## EXERCISE BRIEF
Within the entries below, every line containing "tile" is to be copied.

-- ENTRIES PROVIDED follows --

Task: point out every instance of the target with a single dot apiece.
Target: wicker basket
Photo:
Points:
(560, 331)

-- ENTRIES PROVIDED concluded --
-- ENTRIES PROVIDED follows --

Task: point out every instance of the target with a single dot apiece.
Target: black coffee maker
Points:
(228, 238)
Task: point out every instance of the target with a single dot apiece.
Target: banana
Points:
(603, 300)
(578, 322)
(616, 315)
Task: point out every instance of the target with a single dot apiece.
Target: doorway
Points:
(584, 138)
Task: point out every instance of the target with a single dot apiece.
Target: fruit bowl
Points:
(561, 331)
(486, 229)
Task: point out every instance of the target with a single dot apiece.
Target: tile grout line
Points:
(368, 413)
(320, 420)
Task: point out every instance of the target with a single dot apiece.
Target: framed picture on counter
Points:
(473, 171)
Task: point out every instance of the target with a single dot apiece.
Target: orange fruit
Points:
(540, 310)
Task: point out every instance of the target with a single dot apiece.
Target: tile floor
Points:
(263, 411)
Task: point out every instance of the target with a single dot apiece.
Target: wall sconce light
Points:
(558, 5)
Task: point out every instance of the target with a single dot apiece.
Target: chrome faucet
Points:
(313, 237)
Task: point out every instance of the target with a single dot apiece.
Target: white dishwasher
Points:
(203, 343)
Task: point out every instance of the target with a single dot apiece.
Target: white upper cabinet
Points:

-- ENTRIES PROVIDED concluded --

## EXERCISE OUTPUT
Target: tile grout line
Target: tile floor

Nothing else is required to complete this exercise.